:: Records

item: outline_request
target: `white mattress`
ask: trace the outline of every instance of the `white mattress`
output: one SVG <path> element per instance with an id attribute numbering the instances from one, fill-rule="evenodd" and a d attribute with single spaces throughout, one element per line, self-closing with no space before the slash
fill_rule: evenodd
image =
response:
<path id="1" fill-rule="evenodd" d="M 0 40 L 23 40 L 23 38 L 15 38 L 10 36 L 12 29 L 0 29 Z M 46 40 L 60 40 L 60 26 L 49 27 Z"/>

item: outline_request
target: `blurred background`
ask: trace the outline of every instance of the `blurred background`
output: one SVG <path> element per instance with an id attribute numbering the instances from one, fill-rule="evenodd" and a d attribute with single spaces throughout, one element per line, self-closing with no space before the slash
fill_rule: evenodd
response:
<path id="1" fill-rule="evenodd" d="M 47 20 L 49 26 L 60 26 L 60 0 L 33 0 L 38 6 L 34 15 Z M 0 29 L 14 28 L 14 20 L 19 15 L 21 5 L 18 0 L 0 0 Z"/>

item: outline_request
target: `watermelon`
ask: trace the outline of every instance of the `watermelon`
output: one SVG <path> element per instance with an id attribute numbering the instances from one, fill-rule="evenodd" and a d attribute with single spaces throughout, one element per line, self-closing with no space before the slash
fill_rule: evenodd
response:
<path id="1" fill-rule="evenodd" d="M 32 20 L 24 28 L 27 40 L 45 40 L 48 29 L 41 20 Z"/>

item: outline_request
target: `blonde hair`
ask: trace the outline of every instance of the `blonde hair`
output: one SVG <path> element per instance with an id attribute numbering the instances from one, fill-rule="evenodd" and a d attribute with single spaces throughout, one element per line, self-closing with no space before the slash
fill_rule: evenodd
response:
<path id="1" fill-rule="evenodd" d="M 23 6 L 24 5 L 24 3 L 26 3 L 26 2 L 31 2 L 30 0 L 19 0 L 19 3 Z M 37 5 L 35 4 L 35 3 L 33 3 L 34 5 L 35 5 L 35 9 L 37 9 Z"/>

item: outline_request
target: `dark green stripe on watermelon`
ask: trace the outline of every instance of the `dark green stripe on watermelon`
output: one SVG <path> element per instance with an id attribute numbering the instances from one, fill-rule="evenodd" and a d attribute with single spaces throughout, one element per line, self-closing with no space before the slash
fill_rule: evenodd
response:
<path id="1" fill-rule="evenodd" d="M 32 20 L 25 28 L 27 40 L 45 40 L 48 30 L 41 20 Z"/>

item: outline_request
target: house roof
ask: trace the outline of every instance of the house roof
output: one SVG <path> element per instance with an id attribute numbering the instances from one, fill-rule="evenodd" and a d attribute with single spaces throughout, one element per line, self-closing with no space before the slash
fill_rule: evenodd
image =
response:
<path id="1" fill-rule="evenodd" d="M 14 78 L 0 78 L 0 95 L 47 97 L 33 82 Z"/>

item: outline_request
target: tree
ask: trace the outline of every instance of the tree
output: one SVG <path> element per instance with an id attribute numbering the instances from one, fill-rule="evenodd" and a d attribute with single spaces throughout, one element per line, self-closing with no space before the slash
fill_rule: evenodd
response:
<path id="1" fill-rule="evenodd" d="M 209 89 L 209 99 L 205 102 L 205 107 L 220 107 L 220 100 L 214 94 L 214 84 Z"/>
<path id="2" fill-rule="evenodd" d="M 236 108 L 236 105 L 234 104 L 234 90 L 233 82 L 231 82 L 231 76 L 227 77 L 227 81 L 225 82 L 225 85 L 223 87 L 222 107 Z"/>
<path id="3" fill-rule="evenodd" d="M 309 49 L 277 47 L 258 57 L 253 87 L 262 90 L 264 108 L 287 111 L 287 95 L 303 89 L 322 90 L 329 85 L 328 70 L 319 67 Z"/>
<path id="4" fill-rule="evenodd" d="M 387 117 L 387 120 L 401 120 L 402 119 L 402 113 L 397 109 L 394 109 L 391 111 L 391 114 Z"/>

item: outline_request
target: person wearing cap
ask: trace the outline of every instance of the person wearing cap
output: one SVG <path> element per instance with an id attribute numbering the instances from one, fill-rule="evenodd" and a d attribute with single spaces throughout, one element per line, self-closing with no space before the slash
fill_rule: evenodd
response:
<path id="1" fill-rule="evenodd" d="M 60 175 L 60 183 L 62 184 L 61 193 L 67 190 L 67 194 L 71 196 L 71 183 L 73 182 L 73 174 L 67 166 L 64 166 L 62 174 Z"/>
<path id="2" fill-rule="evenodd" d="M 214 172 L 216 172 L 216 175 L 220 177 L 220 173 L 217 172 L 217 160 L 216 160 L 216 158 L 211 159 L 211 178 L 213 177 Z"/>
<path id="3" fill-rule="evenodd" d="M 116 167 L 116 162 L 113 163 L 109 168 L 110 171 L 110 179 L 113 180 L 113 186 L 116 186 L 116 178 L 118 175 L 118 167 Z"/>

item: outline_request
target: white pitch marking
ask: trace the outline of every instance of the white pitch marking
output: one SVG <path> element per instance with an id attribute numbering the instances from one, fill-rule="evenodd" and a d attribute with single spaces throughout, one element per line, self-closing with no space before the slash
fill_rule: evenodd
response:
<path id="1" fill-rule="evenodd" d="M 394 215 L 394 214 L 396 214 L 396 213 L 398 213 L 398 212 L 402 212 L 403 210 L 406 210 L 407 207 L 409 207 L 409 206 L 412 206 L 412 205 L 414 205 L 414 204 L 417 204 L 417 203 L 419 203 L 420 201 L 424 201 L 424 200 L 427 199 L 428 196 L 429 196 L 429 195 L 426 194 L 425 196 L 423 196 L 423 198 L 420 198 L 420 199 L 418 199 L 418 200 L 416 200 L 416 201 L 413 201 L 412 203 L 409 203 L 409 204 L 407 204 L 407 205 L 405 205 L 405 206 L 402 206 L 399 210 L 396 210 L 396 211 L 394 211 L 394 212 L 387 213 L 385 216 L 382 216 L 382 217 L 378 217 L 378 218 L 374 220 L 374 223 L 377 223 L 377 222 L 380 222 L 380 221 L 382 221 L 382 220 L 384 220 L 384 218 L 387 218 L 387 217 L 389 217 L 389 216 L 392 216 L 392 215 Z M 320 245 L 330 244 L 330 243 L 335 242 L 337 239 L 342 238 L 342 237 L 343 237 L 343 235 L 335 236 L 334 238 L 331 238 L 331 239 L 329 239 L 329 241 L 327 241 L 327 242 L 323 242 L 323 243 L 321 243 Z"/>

::::

Problem statement – Return the entire listing above line for line, changing nothing.

Output below –
item: outline_request
target: `white mattress`
ask: trace the outline of every instance of the `white mattress`
output: one SVG <path> element per instance with an id attribute numbering the instances from one, fill-rule="evenodd" and a d attribute with single spaces throughout, one element per line, self-closing with no space before the slash
fill_rule: evenodd
image =
response:
<path id="1" fill-rule="evenodd" d="M 0 40 L 23 40 L 23 38 L 15 38 L 10 36 L 12 29 L 0 29 Z M 46 40 L 60 40 L 60 26 L 49 27 Z"/>

item: outline_request
target: `blurred background`
ask: trace the outline of every instance of the `blurred background`
output: one SVG <path> element per instance with an id attribute numbering the instances from one, fill-rule="evenodd" and a d attribute with single spaces throughout, one element per line, self-closing with no space before the slash
fill_rule: evenodd
response:
<path id="1" fill-rule="evenodd" d="M 47 20 L 49 26 L 60 26 L 60 0 L 33 0 L 38 6 L 34 15 Z M 0 29 L 14 28 L 14 20 L 19 15 L 21 5 L 18 0 L 0 0 Z"/>

item: outline_request
target: `watermelon`
ask: trace the outline of every instance of the `watermelon`
output: one SVG <path> element per instance with an id attribute numbering the instances from one, fill-rule="evenodd" and a d attribute with single spaces throughout, one element per line, self-closing with no space before the slash
fill_rule: evenodd
response:
<path id="1" fill-rule="evenodd" d="M 32 20 L 24 28 L 27 40 L 45 40 L 48 29 L 41 20 Z"/>

item: outline_request
target: `blonde hair`
ask: trace the outline of every instance of the `blonde hair`
output: one SVG <path> element per instance with an id attribute numbering the instances from one, fill-rule="evenodd" and a d attribute with single spaces throughout, one element per line, self-closing with no space before the slash
fill_rule: evenodd
response:
<path id="1" fill-rule="evenodd" d="M 23 6 L 24 5 L 24 3 L 26 3 L 26 2 L 31 2 L 30 0 L 19 0 L 19 3 Z M 37 5 L 35 4 L 35 3 L 33 3 L 34 5 L 35 5 L 35 9 L 37 9 Z"/>

item: outline_request
target: `dark green stripe on watermelon`
ask: trace the outline of every instance of the `dark green stripe on watermelon`
output: one SVG <path> element per instance with an id attribute numbering the instances from one, fill-rule="evenodd" and a d attribute with single spaces throughout, one element per line, self-closing with no space before the slash
fill_rule: evenodd
response:
<path id="1" fill-rule="evenodd" d="M 32 20 L 25 28 L 27 40 L 45 40 L 48 30 L 41 20 Z"/>

item: outline_request
target: house roof
ask: trace the outline of every instance of the house roof
output: one SVG <path> element per instance with an id attribute numbering the instances from one, fill-rule="evenodd" and a d attribute with single spaces throughout, one element per line, self-closing with no space before the slash
fill_rule: evenodd
image =
response:
<path id="1" fill-rule="evenodd" d="M 14 78 L 0 78 L 0 95 L 47 97 L 33 82 Z"/>

item: outline_request
target: tree
ask: trace the outline of every instance of the tree
output: one SVG <path> element per instance with an id attribute numbering the instances from one, fill-rule="evenodd" and a d attribute with single spaces throughout, one element per line, self-closing with no space before the slash
fill_rule: evenodd
response:
<path id="1" fill-rule="evenodd" d="M 209 89 L 209 99 L 205 102 L 205 107 L 220 107 L 220 100 L 214 94 L 214 84 Z"/>
<path id="2" fill-rule="evenodd" d="M 236 108 L 236 105 L 234 104 L 234 90 L 233 82 L 231 82 L 231 76 L 227 77 L 227 81 L 225 82 L 225 85 L 223 87 L 222 107 Z"/>
<path id="3" fill-rule="evenodd" d="M 309 49 L 277 47 L 258 57 L 253 87 L 262 90 L 264 108 L 287 111 L 287 95 L 303 89 L 322 90 L 329 85 L 328 70 L 319 67 Z"/>
<path id="4" fill-rule="evenodd" d="M 387 117 L 387 120 L 401 120 L 402 119 L 402 113 L 397 109 L 394 109 L 391 111 L 391 114 Z"/>

item: outline_request
target: person wearing cap
ask: trace the outline of every instance of the person wearing cap
output: one SVG <path> element per instance with an id attribute numbering the instances from one, fill-rule="evenodd" and a d attribute with single spaces throughout, one element per line, self-closing with no space before the slash
fill_rule: evenodd
response:
<path id="1" fill-rule="evenodd" d="M 60 175 L 60 183 L 62 184 L 61 193 L 67 190 L 67 194 L 71 196 L 71 183 L 73 182 L 73 174 L 67 166 L 64 166 L 62 174 Z"/>
<path id="2" fill-rule="evenodd" d="M 214 172 L 216 172 L 216 175 L 220 177 L 220 173 L 217 172 L 217 160 L 216 160 L 216 158 L 211 159 L 211 178 L 213 177 Z"/>
<path id="3" fill-rule="evenodd" d="M 116 167 L 116 162 L 113 163 L 109 168 L 110 171 L 110 179 L 113 180 L 113 186 L 116 186 L 116 178 L 118 175 L 118 167 Z"/>

item: outline_request
target: white pitch marking
ask: trace the outline of every instance of the white pitch marking
output: one SVG <path> element per instance with an id attribute numbering the instances from one, fill-rule="evenodd" and a d attribute with single spaces throughout, one element per line, self-closing with no space before the slash
fill_rule: evenodd
response:
<path id="1" fill-rule="evenodd" d="M 394 215 L 394 214 L 396 214 L 396 213 L 398 213 L 398 212 L 402 212 L 403 210 L 406 210 L 407 207 L 409 207 L 409 206 L 412 206 L 412 205 L 414 205 L 414 204 L 417 204 L 417 203 L 419 203 L 420 201 L 424 201 L 424 200 L 427 199 L 428 196 L 429 196 L 429 195 L 426 194 L 425 196 L 423 196 L 423 198 L 420 198 L 420 199 L 418 199 L 418 200 L 416 200 L 416 201 L 413 201 L 412 203 L 409 203 L 409 204 L 407 204 L 407 205 L 405 205 L 405 206 L 402 206 L 399 210 L 396 210 L 396 211 L 394 211 L 394 212 L 387 213 L 385 216 L 382 216 L 382 217 L 378 217 L 378 218 L 374 220 L 374 223 L 377 223 L 377 222 L 380 222 L 380 221 L 382 221 L 382 220 L 384 220 L 384 218 L 387 218 L 387 217 L 389 217 L 389 216 L 392 216 L 392 215 Z M 320 245 L 330 244 L 330 243 L 335 242 L 337 239 L 342 238 L 342 237 L 343 237 L 343 235 L 335 236 L 334 238 L 331 238 L 331 239 L 329 239 L 329 241 L 327 241 L 327 242 L 323 242 L 323 243 L 321 243 Z"/>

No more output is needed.